» 作業内容:
1. 原文抜粋のうち、「Misuse of engineering」から「多い用語の例をいくつか示す.」までを両端も含めてそのまま引用せよ。
2. 原文抜粋において、音の強さの単位は何とされているか。
3. 原文抜粋の内容を2文で要約せよ。

» 原文抜粋:
****************************************

Vol.37 No.Supplement

ワークショップ
ワークショップ5
用語の誤用

(S275)

基礎領域における用語の誤用

Misuse of engineering technical terms in medical ultrasound

蜂屋 弘之

Hiroyuki HACHIYA

東京工業大学理工学研究科

Graduate School of Science and Engineering, Tokyo Institute of Technology

キーワード :

【はじめに】
基礎分野の用語の誤用は,近い概念が誤って用いられる場合,技術の進歩とともに用語の意味が変化している場合,本質的な意味が十分把握されていない場合,分野間の相違や歴史的な経緯から用語が混乱して用いられている場合,などがある.誤解して使われることの多い用語の例をいくつか示す.
【誤用の例】
(1) 音の強さと音響出力
音の強さ(acoustic intensity)は音響強度,音響インテンシティー,超音波強度とも呼ばれることがあるが,超音波の安全性を議論する上で,非常に重要な定量的概念である.この用語は,「媒質内の単位面積を単位時間に通過する超音波のエネルギー」と定義され,単位は[W/m2]または[W/cm2]である.この用語と類似の意味をもつ用語として音響出力があり,誤った使い方をされることがある.音響出力は,「音源が放射する単位時間当たりの音波のエネルギー」と定義され,単位は[W(ワット)]= [J/s]である.音の強さはある場所の1秒間に通過する音波のエネルギーであるが,これを音波の放射体の周囲全体にわたって積分したものが音響出力である.同じ音響出力の超音波プローブがあったとしても,音波の広がり方によって,音の強さは異なることになる.

****************************************

» 収集資料:
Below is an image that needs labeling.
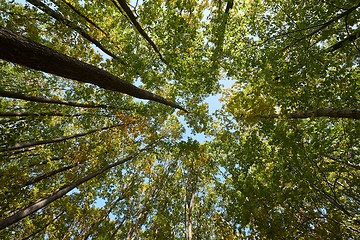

****************************************

» 解答例:
1.
Misuse of engineering technical terms in medical ultrasound

蜂屋 弘之

Hiroyuki HACHIYA

東京工業大学理工学研究科

Graduate School of Science and Engineering, Tokyo Institute of Technology

キーワード :

【はじめに】
基礎分野の用語の誤用は,近い概念が誤って用いられる場合,技術の進歩とともに用語の意味が変化している場合,本質的な意味が十分把握されていない場合,分野間の相違や歴史的な経緯から用語が混乱して用いられている場合,などがある.誤解して使われることの多い用語の例をいくつか示す.

2. [W/m2]または[W/cm2]である。

3. 基礎分野の用語の誤用は、近い概念の取り違え、技術の進歩による意味の変化、分野間の相違や歴史的な経緯などから生じる。その例として、媒質内の単位面積を単位時間に通過する超音波エネルギーである音の強さに対し、音源が単位時間に放射するエネルギーである音響出力が誤って使われることがあり、同じ音響出力でも音波の広がり方によって音の強さは異なる。